» **TASK TO CARRY OUT**:
Everything in the listing below from the line containing "like x=349, y=91." through the line containing "like x=622, y=186." must be repeated exactly; the remaining lines are not wanted.

» **ENTRIES SUPPLIED**:
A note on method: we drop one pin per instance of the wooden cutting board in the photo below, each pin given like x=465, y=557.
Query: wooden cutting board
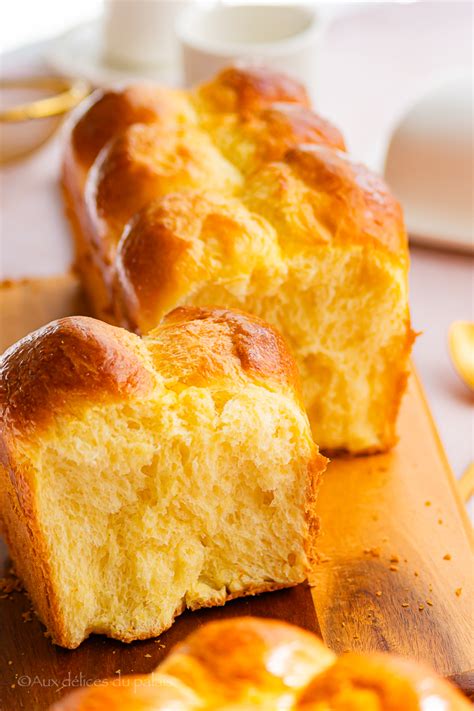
x=395, y=570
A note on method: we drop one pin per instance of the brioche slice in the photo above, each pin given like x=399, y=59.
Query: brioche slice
x=144, y=476
x=249, y=663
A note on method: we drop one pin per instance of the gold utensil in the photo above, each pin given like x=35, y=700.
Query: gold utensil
x=26, y=126
x=461, y=349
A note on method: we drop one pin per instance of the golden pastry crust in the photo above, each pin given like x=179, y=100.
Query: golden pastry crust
x=107, y=113
x=245, y=89
x=67, y=361
x=358, y=682
x=354, y=204
x=251, y=203
x=199, y=346
x=163, y=252
x=251, y=663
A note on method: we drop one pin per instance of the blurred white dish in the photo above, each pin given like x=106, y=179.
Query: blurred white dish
x=284, y=37
x=430, y=163
x=141, y=34
x=80, y=52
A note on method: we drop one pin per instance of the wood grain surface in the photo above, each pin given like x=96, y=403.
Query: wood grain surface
x=395, y=570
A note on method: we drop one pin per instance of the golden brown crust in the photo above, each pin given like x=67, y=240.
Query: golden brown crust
x=68, y=360
x=241, y=658
x=198, y=345
x=283, y=126
x=145, y=162
x=250, y=138
x=249, y=663
x=357, y=681
x=354, y=204
x=245, y=89
x=162, y=253
x=108, y=112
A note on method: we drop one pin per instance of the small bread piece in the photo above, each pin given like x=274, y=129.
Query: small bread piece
x=144, y=476
x=249, y=663
x=379, y=682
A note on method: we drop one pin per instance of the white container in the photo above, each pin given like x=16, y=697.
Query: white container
x=284, y=37
x=141, y=33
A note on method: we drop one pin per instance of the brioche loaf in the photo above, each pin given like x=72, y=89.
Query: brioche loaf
x=144, y=476
x=250, y=663
x=237, y=194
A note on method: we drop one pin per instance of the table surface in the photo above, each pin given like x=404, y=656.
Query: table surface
x=370, y=67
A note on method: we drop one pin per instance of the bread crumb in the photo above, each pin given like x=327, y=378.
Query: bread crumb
x=374, y=552
x=323, y=558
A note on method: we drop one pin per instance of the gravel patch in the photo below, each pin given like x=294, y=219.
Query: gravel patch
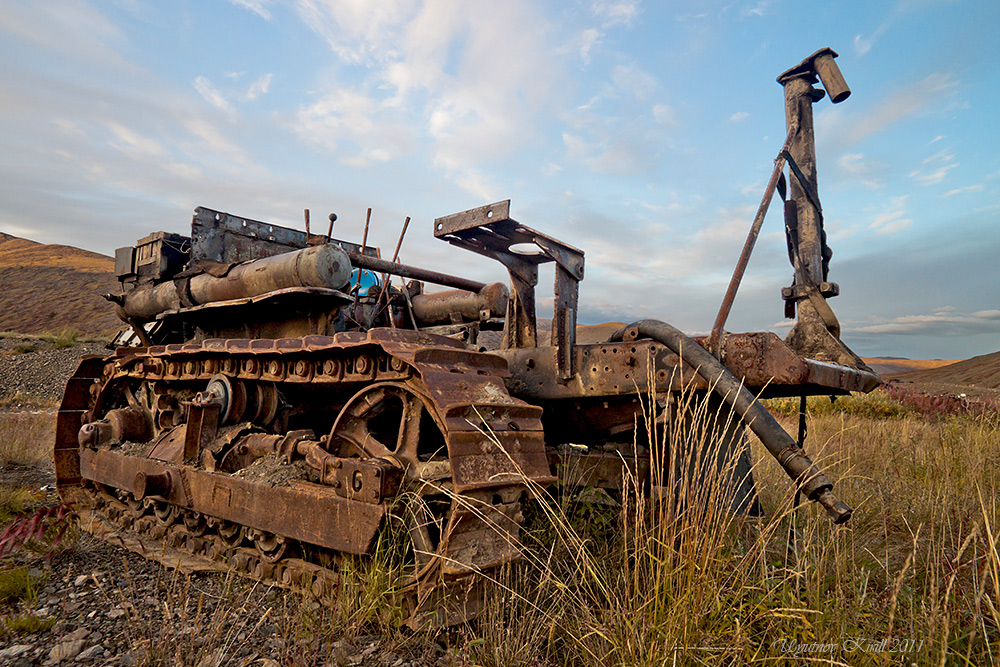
x=37, y=370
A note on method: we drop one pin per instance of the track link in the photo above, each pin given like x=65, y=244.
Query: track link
x=461, y=501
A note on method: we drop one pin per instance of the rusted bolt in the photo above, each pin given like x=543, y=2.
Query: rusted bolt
x=153, y=484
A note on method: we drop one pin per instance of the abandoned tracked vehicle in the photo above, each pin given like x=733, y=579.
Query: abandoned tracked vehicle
x=276, y=402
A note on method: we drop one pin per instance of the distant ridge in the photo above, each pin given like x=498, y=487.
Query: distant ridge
x=982, y=371
x=892, y=365
x=45, y=288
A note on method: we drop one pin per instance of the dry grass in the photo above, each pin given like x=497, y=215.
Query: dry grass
x=912, y=578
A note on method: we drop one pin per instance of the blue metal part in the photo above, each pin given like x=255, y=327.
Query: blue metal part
x=367, y=279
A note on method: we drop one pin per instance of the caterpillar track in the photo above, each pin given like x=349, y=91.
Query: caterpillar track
x=275, y=405
x=321, y=444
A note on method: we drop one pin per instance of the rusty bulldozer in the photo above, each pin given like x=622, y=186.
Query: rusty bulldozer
x=275, y=402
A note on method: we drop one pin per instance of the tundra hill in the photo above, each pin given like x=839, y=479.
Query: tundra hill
x=46, y=288
x=896, y=365
x=982, y=371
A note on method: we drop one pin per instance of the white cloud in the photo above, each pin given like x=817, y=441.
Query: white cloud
x=259, y=87
x=856, y=167
x=634, y=81
x=212, y=95
x=846, y=128
x=615, y=12
x=952, y=323
x=969, y=188
x=587, y=40
x=132, y=143
x=472, y=75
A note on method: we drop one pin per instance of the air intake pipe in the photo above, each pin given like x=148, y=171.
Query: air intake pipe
x=782, y=446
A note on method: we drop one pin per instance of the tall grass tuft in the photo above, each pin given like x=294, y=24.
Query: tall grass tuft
x=678, y=579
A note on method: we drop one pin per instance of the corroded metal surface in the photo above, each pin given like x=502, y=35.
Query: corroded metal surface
x=288, y=406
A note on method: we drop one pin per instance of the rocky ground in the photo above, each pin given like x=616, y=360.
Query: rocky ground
x=35, y=369
x=108, y=606
x=111, y=607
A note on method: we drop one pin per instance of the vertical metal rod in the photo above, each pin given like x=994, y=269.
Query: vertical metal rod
x=741, y=265
x=395, y=258
x=364, y=239
x=399, y=243
x=364, y=246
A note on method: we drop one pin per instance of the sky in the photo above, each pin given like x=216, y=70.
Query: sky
x=640, y=132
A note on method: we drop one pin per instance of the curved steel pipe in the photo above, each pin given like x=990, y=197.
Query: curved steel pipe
x=782, y=446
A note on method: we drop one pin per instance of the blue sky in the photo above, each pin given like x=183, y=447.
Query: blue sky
x=640, y=132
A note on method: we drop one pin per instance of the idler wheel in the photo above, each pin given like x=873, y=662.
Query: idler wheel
x=396, y=421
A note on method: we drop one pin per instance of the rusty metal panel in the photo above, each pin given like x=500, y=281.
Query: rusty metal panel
x=479, y=461
x=307, y=512
x=474, y=217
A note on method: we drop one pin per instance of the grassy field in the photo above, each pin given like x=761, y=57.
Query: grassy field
x=913, y=578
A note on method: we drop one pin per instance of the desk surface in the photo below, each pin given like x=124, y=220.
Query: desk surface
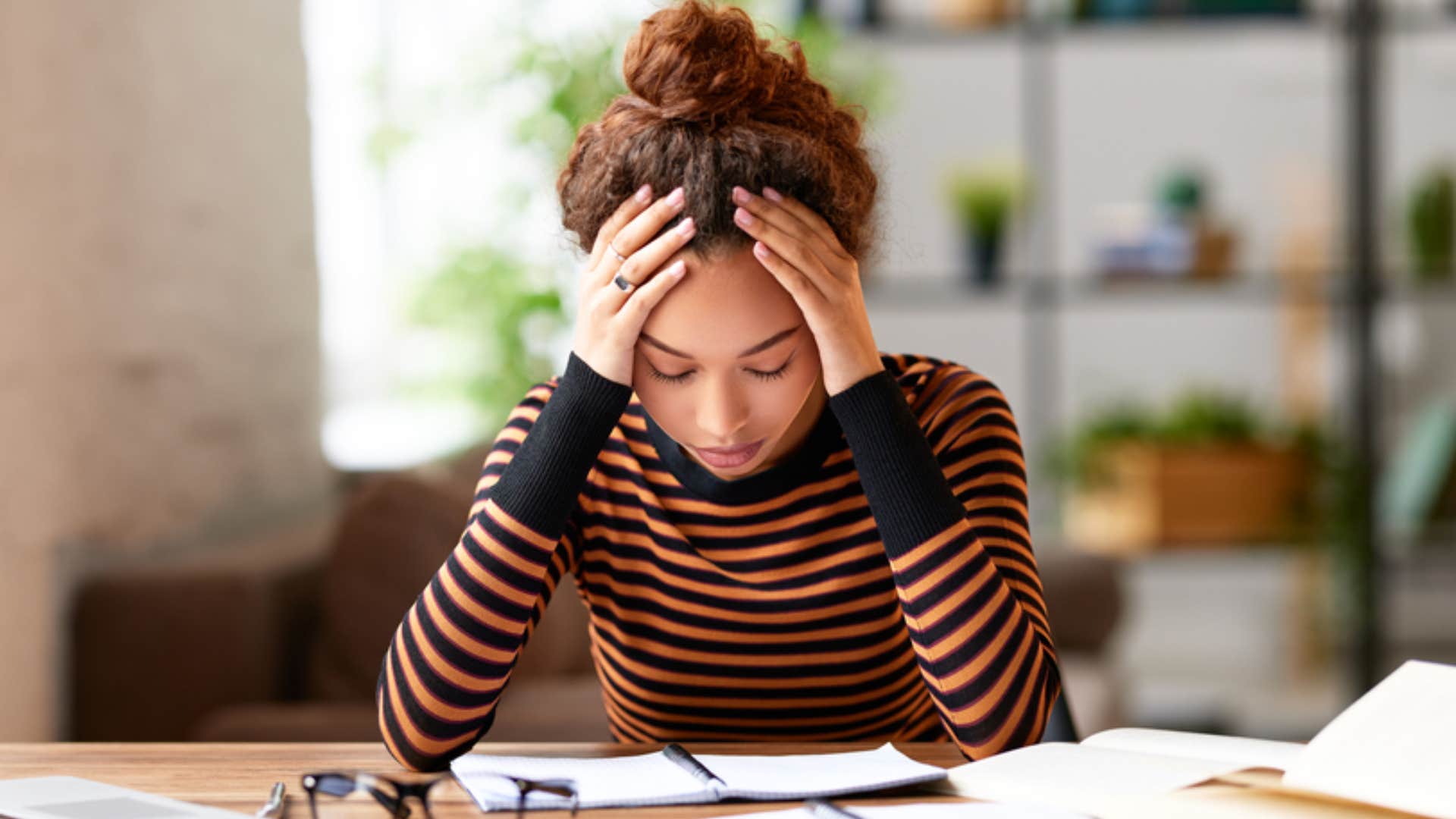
x=239, y=776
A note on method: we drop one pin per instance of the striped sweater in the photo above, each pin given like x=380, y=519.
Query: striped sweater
x=877, y=583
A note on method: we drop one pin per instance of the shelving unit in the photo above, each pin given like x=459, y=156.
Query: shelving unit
x=1356, y=293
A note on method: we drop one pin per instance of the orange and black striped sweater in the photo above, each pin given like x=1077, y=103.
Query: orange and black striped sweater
x=878, y=583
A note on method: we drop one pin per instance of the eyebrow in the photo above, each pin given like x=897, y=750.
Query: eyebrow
x=758, y=347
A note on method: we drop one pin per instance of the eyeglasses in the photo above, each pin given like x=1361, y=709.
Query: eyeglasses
x=394, y=793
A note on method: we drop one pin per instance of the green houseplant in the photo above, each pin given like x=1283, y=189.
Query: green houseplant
x=487, y=297
x=1206, y=469
x=983, y=197
x=1432, y=224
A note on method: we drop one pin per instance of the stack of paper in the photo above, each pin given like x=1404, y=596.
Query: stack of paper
x=1391, y=751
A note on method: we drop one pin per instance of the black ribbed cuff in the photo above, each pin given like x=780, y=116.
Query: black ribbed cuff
x=544, y=479
x=908, y=491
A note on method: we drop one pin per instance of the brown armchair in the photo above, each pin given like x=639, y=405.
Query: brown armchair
x=281, y=640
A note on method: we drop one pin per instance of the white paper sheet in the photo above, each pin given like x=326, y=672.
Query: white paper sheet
x=1395, y=746
x=1237, y=749
x=1079, y=777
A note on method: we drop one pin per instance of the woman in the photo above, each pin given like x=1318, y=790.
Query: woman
x=780, y=532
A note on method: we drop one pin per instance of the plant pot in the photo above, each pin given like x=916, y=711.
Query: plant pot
x=1156, y=497
x=983, y=257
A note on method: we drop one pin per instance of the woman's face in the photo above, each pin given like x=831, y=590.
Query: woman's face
x=750, y=371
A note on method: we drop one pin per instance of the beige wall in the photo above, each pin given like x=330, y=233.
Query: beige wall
x=159, y=357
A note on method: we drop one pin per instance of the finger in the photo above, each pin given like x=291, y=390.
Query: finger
x=641, y=264
x=629, y=207
x=788, y=246
x=641, y=228
x=808, y=216
x=804, y=292
x=788, y=222
x=641, y=302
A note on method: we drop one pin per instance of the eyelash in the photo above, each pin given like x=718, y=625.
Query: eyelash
x=680, y=378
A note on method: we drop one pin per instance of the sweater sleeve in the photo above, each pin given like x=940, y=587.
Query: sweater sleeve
x=946, y=485
x=452, y=654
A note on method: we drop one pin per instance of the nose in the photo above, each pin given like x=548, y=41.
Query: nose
x=721, y=413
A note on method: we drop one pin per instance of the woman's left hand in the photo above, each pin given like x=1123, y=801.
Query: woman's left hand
x=802, y=253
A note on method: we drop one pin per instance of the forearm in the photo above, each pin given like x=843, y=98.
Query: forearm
x=455, y=649
x=962, y=558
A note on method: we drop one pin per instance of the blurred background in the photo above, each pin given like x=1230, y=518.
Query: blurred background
x=274, y=271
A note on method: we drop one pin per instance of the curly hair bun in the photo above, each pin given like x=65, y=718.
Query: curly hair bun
x=704, y=64
x=712, y=105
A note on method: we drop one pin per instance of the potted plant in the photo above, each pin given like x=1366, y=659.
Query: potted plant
x=983, y=197
x=1206, y=471
x=1432, y=224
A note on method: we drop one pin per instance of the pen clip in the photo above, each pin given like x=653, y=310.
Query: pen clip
x=689, y=763
x=274, y=806
x=826, y=809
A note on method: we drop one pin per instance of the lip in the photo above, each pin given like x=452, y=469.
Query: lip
x=730, y=457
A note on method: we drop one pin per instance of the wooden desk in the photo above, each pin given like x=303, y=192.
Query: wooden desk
x=239, y=776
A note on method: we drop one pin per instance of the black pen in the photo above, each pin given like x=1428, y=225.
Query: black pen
x=826, y=809
x=680, y=755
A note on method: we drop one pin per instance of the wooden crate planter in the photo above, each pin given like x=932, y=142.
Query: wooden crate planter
x=1188, y=496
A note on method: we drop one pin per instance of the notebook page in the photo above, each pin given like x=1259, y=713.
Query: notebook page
x=817, y=774
x=1395, y=746
x=1079, y=777
x=638, y=780
x=1238, y=749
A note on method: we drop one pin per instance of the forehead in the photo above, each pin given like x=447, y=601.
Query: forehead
x=723, y=308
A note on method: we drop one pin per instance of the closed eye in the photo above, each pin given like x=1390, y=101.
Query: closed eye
x=683, y=376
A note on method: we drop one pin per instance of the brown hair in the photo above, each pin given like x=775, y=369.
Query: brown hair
x=710, y=107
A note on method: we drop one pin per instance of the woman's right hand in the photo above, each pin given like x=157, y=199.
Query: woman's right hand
x=610, y=319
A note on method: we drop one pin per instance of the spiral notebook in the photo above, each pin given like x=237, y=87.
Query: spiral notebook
x=676, y=777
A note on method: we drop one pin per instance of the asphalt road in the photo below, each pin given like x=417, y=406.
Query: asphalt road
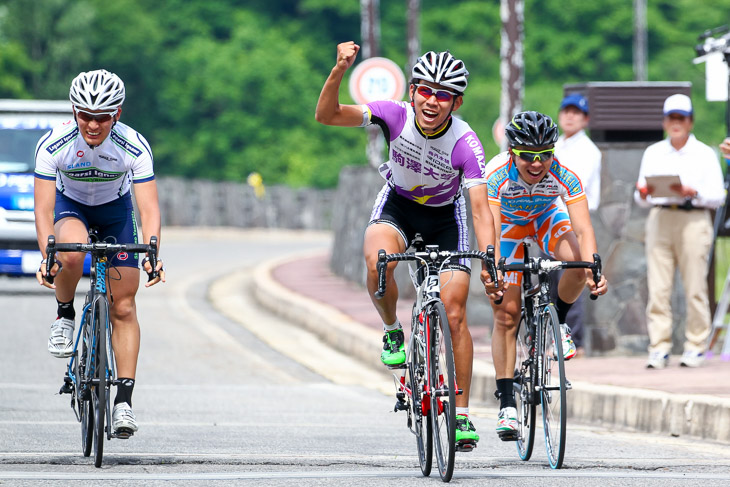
x=230, y=394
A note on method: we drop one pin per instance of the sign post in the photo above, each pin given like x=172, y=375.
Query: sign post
x=376, y=78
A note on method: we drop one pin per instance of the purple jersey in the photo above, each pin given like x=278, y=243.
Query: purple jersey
x=428, y=169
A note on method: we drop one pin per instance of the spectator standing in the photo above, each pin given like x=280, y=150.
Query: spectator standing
x=577, y=152
x=679, y=231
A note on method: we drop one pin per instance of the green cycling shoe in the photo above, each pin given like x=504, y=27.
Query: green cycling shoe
x=394, y=350
x=466, y=434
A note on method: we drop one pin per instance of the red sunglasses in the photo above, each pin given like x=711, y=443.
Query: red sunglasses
x=441, y=95
x=98, y=117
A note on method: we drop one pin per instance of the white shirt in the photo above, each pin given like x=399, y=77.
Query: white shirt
x=697, y=166
x=579, y=154
x=93, y=176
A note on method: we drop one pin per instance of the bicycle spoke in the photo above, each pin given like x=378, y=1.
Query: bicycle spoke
x=443, y=384
x=524, y=387
x=553, y=392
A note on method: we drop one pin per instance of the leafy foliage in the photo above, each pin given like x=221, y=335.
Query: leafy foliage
x=225, y=88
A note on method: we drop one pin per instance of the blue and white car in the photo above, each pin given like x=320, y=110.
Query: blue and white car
x=22, y=123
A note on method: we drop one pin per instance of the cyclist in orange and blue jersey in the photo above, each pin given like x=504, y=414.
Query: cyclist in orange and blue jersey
x=525, y=185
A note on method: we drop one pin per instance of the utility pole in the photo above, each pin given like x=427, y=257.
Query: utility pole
x=370, y=32
x=414, y=40
x=640, y=41
x=512, y=66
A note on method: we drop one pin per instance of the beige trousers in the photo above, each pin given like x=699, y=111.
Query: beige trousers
x=677, y=238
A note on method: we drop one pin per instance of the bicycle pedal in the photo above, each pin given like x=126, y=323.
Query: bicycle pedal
x=508, y=435
x=400, y=406
x=465, y=446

» **RESPONSE TO THIS TASK**:
A note on method: we drop one pin per instance of the caterpillar track in the photo above, each pin given like x=349, y=91.
Query: caterpillar track
x=275, y=405
x=321, y=444
A note on method: we drop one pin per instance of the rusty bulldozer in the photo above, each pin given like x=622, y=186.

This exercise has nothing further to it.